I don’t think many investors would argue with me if I said that right now is one of the most challenging times to be an investor in recent memory.
The world is facing a combination of severe economic headwinds, all of which threaten (or are already) to disrupt the recovery from the Covid-19 pandemic, which was in itself a once-in-a-generation shock.
And against this backdrop, central banks are unwinding a monetary stimulus program that has been in place since the financial crisis.
I am not going to discuss whether or not now is a good time to withdraw monetary stimulus from the market, but I will say that it is having an impact on equity markets. The impact is exacerbated by the fact that investors have rushed into speculative growth names over the past two years, pushing valuations up to record levels.
The combination of economic, fundamental, structural and technical factors are causing significant volatility and uncertainty in equity markets.
I will admit that I have not really been investing long enough to see an environment with so much uncertainty and an environment where central banks are withdrawing liquidity from the system rather than adding it. That’s why I’ve been trying to understand how investors with more experience than myself are reacting.
There’s no investor who has more experience navigating different market environments than Warren Buffett (Trades, Portfolio). And it is the Oracle of Omaha‘s advice that I have been consulting to try and build a roadmap for navigating today’s markets.
A roadmap for the current market
I think there are four main pieces of advice from Buffett that can help any investor navigate to the current environment.
First of all, investors need to keep in mind that investing is a marathon, not a sprint. We should never invest in securities hoping they will go up in value over the next couple of months. Additionally, if you’re not comfortable owning the stock for at least four or five years, you shouldn’t own it at all.
Second, there is never any need to invest. The best investors say no to almost everything. Just because a stock has fallen in value doesn’t necessarily mean it is a good bet. You don’t have to make money back the way you lost it. Sometimes, a bad idea is bad, and there is no shame in selling up and moving on.

[Stored data entries]
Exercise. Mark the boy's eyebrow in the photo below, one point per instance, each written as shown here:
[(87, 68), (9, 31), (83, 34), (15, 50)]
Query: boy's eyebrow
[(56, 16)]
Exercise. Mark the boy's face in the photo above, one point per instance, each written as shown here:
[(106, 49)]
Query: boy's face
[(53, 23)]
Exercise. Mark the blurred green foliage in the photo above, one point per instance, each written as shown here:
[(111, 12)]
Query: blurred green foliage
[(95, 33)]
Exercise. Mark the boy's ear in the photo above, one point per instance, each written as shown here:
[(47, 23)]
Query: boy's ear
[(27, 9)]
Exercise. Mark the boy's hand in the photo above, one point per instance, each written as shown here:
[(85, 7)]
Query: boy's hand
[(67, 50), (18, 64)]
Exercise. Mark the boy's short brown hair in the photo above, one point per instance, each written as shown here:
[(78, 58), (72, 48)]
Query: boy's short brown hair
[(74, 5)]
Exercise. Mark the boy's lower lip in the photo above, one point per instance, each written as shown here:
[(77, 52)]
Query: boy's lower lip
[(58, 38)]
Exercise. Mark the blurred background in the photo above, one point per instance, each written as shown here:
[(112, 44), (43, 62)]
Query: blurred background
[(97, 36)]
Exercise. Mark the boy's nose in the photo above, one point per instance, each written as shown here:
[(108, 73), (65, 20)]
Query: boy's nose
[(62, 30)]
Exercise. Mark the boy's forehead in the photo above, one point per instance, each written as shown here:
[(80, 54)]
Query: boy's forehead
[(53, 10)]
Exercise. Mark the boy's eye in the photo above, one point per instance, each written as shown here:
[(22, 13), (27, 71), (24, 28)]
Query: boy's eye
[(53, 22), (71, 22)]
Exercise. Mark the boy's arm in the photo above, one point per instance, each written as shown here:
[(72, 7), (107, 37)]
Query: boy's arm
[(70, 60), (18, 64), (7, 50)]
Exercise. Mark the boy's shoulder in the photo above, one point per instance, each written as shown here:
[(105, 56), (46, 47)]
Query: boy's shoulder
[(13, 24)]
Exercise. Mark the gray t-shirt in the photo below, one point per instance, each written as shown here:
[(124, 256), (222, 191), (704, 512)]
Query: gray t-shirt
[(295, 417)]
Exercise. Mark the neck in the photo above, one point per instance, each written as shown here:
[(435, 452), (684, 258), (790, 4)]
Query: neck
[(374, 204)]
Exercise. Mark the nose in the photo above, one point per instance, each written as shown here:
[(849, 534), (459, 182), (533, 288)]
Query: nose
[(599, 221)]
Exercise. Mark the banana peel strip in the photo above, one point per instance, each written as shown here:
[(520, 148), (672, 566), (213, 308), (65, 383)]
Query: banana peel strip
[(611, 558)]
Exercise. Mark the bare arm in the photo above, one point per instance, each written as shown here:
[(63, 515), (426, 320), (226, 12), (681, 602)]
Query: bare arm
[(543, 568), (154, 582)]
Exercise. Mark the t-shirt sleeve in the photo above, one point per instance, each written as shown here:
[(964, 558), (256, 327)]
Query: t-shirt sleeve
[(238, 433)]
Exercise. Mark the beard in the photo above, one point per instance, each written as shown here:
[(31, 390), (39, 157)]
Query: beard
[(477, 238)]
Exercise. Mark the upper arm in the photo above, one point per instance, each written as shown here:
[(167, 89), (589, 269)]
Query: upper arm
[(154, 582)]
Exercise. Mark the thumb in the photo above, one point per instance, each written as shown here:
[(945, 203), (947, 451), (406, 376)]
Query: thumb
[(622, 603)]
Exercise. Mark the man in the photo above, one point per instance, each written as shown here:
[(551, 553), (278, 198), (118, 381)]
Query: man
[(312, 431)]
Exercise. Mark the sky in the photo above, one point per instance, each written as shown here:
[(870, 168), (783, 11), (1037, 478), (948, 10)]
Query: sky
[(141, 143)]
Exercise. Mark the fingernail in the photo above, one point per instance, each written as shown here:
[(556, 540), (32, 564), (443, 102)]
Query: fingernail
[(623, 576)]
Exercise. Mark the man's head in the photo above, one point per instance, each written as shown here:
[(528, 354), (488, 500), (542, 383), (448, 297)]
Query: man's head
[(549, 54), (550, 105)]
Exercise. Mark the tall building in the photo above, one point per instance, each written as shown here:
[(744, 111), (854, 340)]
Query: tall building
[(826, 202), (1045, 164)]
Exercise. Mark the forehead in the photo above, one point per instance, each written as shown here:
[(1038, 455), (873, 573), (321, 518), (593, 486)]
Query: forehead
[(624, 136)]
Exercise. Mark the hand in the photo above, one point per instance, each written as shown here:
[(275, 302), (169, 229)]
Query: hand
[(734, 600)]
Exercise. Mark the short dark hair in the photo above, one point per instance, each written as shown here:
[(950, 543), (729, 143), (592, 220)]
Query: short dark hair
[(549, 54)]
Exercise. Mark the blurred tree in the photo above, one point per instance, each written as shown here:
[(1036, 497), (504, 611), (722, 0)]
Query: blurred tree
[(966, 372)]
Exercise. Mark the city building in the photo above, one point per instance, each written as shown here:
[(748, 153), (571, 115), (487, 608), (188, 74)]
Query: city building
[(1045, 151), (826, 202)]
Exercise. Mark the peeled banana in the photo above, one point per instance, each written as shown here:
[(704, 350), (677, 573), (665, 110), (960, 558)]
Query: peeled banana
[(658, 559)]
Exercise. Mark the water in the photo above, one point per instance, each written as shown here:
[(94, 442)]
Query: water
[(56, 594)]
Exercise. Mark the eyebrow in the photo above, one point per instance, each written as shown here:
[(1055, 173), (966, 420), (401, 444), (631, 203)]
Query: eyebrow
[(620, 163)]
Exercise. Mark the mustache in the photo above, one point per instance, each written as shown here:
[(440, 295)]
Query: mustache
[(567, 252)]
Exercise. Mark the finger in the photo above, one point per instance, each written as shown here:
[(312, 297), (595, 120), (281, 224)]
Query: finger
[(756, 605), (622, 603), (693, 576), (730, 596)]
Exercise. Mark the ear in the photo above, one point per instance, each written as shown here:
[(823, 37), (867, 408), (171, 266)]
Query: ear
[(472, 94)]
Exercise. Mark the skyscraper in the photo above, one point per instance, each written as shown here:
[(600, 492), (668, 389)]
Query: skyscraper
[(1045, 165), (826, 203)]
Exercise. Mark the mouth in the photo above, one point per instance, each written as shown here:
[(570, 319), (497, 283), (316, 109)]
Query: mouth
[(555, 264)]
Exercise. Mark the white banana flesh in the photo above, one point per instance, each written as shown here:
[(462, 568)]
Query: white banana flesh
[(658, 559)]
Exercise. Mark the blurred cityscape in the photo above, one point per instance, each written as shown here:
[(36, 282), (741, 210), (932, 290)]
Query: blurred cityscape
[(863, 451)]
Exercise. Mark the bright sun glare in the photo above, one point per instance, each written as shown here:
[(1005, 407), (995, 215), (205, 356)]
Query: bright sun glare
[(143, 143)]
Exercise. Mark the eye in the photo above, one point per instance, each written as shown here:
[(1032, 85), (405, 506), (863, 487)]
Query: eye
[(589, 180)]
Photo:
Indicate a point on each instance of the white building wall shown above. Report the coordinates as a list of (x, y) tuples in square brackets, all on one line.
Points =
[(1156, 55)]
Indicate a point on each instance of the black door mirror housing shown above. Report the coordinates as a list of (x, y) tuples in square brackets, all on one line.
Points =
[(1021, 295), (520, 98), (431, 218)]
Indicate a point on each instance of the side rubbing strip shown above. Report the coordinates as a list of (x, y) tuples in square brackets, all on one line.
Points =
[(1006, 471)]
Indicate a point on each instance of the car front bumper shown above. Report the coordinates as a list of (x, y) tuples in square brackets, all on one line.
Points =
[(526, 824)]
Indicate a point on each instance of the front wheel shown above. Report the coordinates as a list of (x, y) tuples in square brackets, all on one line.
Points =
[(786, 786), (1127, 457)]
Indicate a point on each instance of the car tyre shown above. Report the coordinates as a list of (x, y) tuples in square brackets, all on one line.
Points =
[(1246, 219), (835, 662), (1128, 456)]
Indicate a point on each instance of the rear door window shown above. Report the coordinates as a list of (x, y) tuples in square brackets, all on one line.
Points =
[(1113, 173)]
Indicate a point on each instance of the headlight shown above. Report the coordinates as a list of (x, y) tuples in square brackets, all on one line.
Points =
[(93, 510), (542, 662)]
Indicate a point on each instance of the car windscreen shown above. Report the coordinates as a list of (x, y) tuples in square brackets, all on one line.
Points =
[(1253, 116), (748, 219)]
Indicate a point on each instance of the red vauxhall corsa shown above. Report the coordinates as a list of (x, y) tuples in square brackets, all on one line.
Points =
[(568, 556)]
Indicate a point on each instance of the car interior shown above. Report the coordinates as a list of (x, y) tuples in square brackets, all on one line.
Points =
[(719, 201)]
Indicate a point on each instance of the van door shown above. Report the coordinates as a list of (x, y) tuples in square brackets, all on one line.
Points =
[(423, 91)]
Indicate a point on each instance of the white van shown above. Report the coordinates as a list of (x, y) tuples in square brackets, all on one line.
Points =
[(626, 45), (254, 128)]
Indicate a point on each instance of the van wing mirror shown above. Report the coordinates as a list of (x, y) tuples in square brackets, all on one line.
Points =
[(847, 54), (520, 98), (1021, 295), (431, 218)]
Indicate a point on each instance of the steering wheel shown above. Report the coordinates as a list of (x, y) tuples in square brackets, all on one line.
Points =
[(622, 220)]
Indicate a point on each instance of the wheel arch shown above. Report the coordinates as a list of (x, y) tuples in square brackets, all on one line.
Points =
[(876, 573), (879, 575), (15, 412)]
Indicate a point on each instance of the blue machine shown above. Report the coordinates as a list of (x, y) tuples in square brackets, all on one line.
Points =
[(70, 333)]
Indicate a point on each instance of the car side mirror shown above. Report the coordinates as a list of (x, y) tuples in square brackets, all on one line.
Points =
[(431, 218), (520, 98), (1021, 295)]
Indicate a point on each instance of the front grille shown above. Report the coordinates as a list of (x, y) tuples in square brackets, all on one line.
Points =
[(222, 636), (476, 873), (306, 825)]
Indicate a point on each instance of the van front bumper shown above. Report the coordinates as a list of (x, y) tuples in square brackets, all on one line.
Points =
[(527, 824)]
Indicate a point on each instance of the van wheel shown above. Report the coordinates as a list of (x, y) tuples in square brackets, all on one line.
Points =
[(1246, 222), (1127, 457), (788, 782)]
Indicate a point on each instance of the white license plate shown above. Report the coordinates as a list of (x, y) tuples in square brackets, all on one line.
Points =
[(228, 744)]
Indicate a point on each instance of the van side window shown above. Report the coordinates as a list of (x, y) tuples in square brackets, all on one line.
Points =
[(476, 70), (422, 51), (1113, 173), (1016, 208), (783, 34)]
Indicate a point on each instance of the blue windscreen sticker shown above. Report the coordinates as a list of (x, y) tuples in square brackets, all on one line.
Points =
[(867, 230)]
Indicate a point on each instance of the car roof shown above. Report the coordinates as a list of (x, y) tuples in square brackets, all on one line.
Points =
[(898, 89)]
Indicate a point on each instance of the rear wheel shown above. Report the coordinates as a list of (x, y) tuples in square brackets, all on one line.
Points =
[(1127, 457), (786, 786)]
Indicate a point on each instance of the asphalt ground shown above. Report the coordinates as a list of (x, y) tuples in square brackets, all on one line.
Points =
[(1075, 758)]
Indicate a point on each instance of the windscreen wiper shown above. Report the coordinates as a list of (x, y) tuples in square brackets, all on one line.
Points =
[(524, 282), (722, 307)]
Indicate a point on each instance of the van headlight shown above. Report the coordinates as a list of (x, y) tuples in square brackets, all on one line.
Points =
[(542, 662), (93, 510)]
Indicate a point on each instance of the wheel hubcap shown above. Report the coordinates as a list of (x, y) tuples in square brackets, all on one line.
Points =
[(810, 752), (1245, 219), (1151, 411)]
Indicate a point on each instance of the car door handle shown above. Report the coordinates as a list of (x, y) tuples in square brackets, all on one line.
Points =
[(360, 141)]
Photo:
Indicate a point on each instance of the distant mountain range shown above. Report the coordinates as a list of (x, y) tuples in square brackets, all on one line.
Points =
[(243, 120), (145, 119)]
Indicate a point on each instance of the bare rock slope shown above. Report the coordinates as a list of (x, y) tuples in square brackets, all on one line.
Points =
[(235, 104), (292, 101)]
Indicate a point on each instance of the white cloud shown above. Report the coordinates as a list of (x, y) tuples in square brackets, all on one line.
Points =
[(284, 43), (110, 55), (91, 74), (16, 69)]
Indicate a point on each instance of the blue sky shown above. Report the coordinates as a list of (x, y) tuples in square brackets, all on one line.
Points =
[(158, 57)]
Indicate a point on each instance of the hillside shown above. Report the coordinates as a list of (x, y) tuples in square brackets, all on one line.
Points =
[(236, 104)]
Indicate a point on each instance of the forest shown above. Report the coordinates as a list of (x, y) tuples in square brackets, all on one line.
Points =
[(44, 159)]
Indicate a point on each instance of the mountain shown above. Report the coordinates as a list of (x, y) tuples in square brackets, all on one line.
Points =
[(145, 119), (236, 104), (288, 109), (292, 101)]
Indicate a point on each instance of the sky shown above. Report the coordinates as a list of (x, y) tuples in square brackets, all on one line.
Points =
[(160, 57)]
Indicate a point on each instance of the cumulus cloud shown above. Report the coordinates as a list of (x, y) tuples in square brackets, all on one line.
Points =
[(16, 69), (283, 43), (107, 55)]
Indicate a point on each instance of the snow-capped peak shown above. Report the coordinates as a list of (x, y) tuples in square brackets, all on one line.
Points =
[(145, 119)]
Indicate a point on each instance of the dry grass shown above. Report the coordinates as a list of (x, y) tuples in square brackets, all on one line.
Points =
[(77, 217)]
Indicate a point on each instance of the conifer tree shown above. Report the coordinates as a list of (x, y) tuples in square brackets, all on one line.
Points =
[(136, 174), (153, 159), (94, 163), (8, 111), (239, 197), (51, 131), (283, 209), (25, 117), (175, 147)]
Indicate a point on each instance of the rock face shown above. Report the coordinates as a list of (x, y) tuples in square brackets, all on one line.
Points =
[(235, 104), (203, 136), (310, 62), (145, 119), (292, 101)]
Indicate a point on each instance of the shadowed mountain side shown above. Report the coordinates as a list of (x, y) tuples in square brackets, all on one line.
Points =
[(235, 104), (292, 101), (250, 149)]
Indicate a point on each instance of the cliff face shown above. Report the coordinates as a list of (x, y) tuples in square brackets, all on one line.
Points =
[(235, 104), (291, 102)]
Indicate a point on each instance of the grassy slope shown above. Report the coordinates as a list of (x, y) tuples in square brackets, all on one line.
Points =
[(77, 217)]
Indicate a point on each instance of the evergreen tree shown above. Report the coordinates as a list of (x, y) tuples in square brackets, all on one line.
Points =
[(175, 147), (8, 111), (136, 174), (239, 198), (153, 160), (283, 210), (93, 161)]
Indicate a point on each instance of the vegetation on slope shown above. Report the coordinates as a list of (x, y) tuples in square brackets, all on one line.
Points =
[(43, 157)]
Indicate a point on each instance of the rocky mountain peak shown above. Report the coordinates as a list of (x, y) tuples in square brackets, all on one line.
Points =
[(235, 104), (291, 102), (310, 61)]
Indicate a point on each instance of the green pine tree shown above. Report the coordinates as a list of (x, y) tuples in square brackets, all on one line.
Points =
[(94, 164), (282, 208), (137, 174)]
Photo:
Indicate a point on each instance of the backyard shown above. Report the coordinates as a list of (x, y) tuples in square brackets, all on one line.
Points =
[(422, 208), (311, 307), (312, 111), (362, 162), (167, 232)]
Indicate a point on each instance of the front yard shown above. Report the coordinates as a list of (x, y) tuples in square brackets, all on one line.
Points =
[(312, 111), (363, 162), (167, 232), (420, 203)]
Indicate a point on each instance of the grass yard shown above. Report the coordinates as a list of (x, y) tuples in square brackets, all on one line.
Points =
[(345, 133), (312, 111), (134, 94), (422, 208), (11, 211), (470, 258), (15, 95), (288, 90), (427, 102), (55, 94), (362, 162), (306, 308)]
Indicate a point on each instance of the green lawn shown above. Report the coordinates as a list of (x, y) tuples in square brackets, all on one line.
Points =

* **Assigned task 1**: In the passage on investing amid today's market uncertainty, for how long should an investor be comfortable owning a stock before buying it?
* **Assigned task 2**: Carry on the passage about Buffett's advice for navigating today's markets, starting right after its final sentence.

* **Response area 1**: At least four or five years.

* **Response area 2**:
Third, companies with strong competitive advantages are usually the best positioned to navigate uncertain economic environments. However, it is not sensible just to buy a company because you think it might have a competitive advantage. We can only really identify if a company has a competitive advantage if we know and understand the sector. So we need to focus on the businesses we understand and not get distracted by other potential opportunities. In a volatile market, it can become easy to get distracted.
Finally, I think some of Buffett's most important advice, especially for the current market, is the fact that most investors are terrible at picking equities. If they want to invest in the stock market, the best solution for most investors is to buy a low-cost index tracker fund. Dollar-cost averaging into an index tracker fund helps remove psychological biases and the prospect of making a mistake by investing in something one does not understand.
I wanted to highlight some of Buffett's more cautious advice in this discussion because I believe caution is the name of the game right now. With so much uncertainty, investors should be seeking to preserve capital over everything else. That means focusing on what you know, ignoring other opportunities if you don’t understand them and, if it all becomes too much, letting a passive fund do the work.
There will be opportunities in this market, but there will be risks as well. Understanding the difference between the two is the key to success.